• **WHAT TO WORK ON**:
a – Rewrite the paragraph of the text on RO water that begins "Unfortunately this water is SO pure" as a short bulleted list that keeps its main facts.
b – From the text on RO water, return the passage between "3/ The reverse" and "1:3 RO:waste ratio).", inclusive, copied word for word.

RO water is an abbreviation for Reverse Osmosis water. This is water that has been squeezed through an ultra-fine sieve to remove impurities. It can filter out particles so small that bacteria and dissolved minerals are stripped from the water.
Typically the water is pushed through a number of filters of different types. Most systems have the following filters:
1/ A sediment filter to remove waterborne particles down to 5 microns in size (that's 5 millionths of a meter or 0.005mm diameter). this is generally the most coarse filter used in a system like this!
2/ One or two activated carbon filters to remove chemicals (particularly chlorine which would ruin the RO membrane) and further polish the water.
3/ The reverse osmosis membrane. This is the heart of the filter and is a membrane that will allow water to pass through, under pressure, whilst stopping the mineral content from getting through. The pressure required is usually that of the domestic water system. The problem with these filters is that for every litre of water that is produced about 3 litres are wasted as the membrane is very in-efficient. The wasted water goes straight to waste or can be collected to water plants etc. The membranes are rated for the number of gallons of RO water it will filter per day, although these ratings are estimates and vary with temperature and pressure. A 100 gallon per day filter will produce about 25 gallons of RO water (based on the 1:3 RO:waste ratio).
4/ High end filter systems may have a deioniser filter after the RO membrane. This further reduces the impurity level in the water.
5/ High end systems may also have another activated carbon filter to finally polish the water.
These systems can remove over 99% of impurities in the water. The end result is super soft, pure water.
Unfortunately this water is SO pure that it is virtually useless to fish keepers. It needs to be re-mineralised. The RO system cannot tell the difference between good and bad impurities and just filters everything out. Without remineralisation the water will have a very unstable pH due to no buffering capacity. Remineralisation salts can be bought and added to the water to reintroduce beneficial minerals. The fresh RO water must also be reoxygenated as the RO process also removes oxygen from the water (it's THAT good!). Some people simply mix certain quantities of conditioned tap water into the RO water to remineralise.

• **EXTRACTED RECORDS**:
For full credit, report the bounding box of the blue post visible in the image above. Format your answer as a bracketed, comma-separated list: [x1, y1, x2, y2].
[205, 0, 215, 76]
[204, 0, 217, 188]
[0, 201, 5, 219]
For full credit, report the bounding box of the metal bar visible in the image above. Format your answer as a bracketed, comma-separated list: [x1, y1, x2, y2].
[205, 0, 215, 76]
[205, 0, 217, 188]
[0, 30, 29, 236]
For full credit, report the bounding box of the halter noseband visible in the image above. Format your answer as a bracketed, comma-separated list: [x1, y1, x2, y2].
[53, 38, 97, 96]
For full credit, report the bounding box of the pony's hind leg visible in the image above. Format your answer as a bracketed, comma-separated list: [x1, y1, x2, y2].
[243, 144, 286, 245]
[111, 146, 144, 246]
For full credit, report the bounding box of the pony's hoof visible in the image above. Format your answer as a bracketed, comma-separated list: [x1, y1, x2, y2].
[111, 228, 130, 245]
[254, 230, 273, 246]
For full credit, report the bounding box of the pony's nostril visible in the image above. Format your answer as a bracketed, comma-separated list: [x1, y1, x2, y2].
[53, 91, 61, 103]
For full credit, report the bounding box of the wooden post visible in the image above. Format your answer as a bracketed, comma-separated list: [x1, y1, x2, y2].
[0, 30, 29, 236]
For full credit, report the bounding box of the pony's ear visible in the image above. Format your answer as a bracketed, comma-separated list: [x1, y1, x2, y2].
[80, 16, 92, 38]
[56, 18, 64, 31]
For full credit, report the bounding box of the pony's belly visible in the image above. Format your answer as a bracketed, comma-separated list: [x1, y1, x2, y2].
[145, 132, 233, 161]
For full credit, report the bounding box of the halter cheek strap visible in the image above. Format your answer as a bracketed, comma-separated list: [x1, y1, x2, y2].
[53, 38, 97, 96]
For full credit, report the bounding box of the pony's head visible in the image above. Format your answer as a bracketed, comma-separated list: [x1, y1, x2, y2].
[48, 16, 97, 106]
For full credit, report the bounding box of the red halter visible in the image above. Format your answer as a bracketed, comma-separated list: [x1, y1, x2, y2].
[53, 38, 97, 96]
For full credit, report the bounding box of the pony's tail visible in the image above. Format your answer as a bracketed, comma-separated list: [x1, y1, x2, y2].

• **TASK RESPONSES**:
a –
- RO water is so pure that it is nearly useless to fish keepers until it is re-mineralised.
- The RO system cannot tell good impurities from bad, so it removes all of them.
- Without remineralisation, the water has no buffering capacity, so its pH is very unstable.
- Remineralisation salts can be bought and added to put beneficial minerals back.
- Fresh RO water must also be reoxygenated, because the RO process removes oxygen.
- Some people remineralise by mixing set amounts of conditioned tap water into the RO water.

b –
3/ The reverse osmosis membrane. This is the heart of the filter and is a membrane that will allow water to pass through, under pressure, whilst stopping the mineral content from getting through. The pressure required is usually that of the domestic water system. The problem with these filters is that for every litre of water that is produced about 3 litres are wasted as the membrane is very in-efficient. The wasted water goes straight to waste or can be collected to water plants etc. The membranes are rated for the number of gallons of RO water it will filter per day, although these ratings are estimates and vary with temperature and pressure. A 100 gallon per day filter will produce about 25 gallons of RO water (based on the 1:3 RO:waste ratio).